Tasks for this exercise:
1. Answer these questions from the article on Salvador, Bahia:
(a) How many states does Brazil have?
(b) In what year was Salvador founded?
(c) How high is the escarpment that divides the city's lower town from its upper town?
2. Return the part of the article on Salvador, Bahia from "Bahia is the" to "largest in the country.".
3. Continue the article on Salvador, Bahia from where it stops.
::: Extract provided
Salvador – The Capital Of Brazil's Bahia State

The city of Salvador, Bahia.
The city of Salvador, Bahia.

Bahia is the fourth most populous and the fifth-largest of the 26 states of Brazil. It is located in the northeast part of the country. Bahia is irregularly-shaped and therefore shares boundaries with many other states including Alagoas, Pernambuco, Piauí, Sergipe, Tocantins, Goiás, Minas Gerais, and Espírito Santo. The state is known for its high crime level, hosting four of the most violent cities in the country. The capital of Bahia state is São Salvador da Bahia de Todos os Santos locally known as Salvador. The city's population of 2.9 million people makes it the largest metropolitan in the northeast and the fourth largest in the country.

Salvador, The Capital Of Bahia

Salvador was founded in 1549 by the Portuguese to serve as the first capital city of Brazil. It is among the oldest colonial cities in South America. The lower town of the city is divided from the upper town by a 279ft escarpment that requires an elevator to move people between the towns. The city was one of the earliest slave ports in the Americas making it a center of Afro-Brazilian culture. Salvador is the economic hub of the agriculturally productive region of Recôncavo, a maritime and industrial district, and a major port.
::::::
::: Provided information
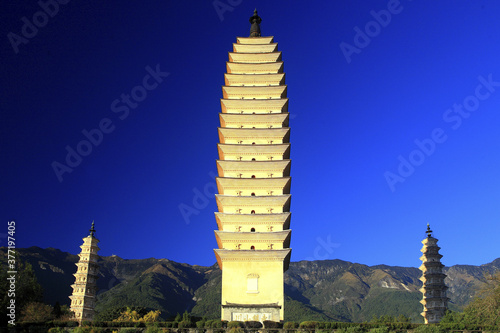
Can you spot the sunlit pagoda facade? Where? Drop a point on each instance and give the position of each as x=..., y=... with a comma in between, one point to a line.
x=253, y=182
x=83, y=298
x=434, y=288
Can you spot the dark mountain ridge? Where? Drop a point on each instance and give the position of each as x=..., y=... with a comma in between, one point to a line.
x=320, y=290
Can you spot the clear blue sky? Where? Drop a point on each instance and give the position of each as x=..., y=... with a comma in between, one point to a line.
x=363, y=105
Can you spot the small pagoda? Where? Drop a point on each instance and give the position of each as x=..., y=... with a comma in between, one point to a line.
x=434, y=288
x=83, y=298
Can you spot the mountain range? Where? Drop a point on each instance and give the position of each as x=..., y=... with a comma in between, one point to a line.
x=323, y=290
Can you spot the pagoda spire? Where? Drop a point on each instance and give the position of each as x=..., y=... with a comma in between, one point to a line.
x=92, y=230
x=255, y=21
x=429, y=231
x=433, y=288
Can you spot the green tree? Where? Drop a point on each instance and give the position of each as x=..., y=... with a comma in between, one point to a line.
x=27, y=288
x=37, y=312
x=485, y=309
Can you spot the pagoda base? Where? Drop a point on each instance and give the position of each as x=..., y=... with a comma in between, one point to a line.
x=251, y=312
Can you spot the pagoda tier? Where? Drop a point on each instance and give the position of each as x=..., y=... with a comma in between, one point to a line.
x=237, y=106
x=83, y=298
x=254, y=169
x=254, y=120
x=254, y=92
x=255, y=48
x=255, y=40
x=254, y=80
x=253, y=187
x=280, y=256
x=253, y=240
x=253, y=205
x=247, y=222
x=254, y=58
x=260, y=68
x=237, y=152
x=433, y=288
x=253, y=199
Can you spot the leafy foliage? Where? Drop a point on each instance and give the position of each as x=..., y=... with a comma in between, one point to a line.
x=27, y=288
x=130, y=315
x=37, y=312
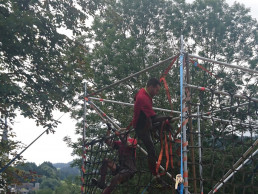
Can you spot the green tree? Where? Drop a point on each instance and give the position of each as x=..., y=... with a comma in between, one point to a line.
x=130, y=35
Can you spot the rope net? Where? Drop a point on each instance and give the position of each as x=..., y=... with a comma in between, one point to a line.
x=221, y=157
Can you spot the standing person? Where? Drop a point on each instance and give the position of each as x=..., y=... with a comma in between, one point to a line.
x=125, y=169
x=143, y=118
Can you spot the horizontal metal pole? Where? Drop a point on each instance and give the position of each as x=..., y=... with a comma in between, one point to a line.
x=235, y=166
x=130, y=104
x=220, y=92
x=229, y=121
x=133, y=75
x=223, y=63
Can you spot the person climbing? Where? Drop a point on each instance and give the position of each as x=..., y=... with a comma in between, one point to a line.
x=125, y=169
x=144, y=117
::::::
Answers:
1.
(a) 26
(b) 1549
(c) 279ft

2.
Bahia is the fourth most populous and the fifth-largest of the 26 states of Brazil. It is located in the northeast part of the country. Bahia is irregularly-shaped and therefore shares boundaries with many other states including Alagoas, Pernambuco, Piauí, Sergipe, Tocantins, Goiás, Minas Gerais, and Espírito Santo. The state is known for its high crime level, hosting four of the most violent cities in the country. The capital of Bahia state is São Salvador da Bahia de Todos os Santos locally known as Salvador. The city's population of 2.9 million people makes it the largest metropolitan in the northeast and the fourth largest in the country.

3.
Demographics Of Salvador

Salvador is inhabited by 2.9 million people. The city's population is a result of hundreds of years of interracial marriage between Native Americans, Europeans, and Africans. A DNA study conducted in 2015 revealed that it was 50.5% African, making it the most African city outside the African continent. Brazil is a Christian dominated country, and so is the city as Catholics account for 51.55% while the Protestants account for 19.59%. However, secularism is gaining popularity with 17.6% of the population not relating to any religion.

The Economy Of Salvador

The city has played an important economic role throughout the country's history. It served as the country’s gateway during the colonial era and allowed the Portuguese to establish commercial ties with Asia and Africa. It was also the country's capital until Rio de Janeiro replaced it in 1763. The modern city is different from ancient town but not to mean that ancient architecture was destroyed. Some new commercial building share blocks with colonial-era housing. Improved infrastructure such as the airport and the harbor has seen the growth of industries including the construction of an oil refinery. Salvador is among the most visited cities in the country alongside Rio de Janeiro and São Paulo.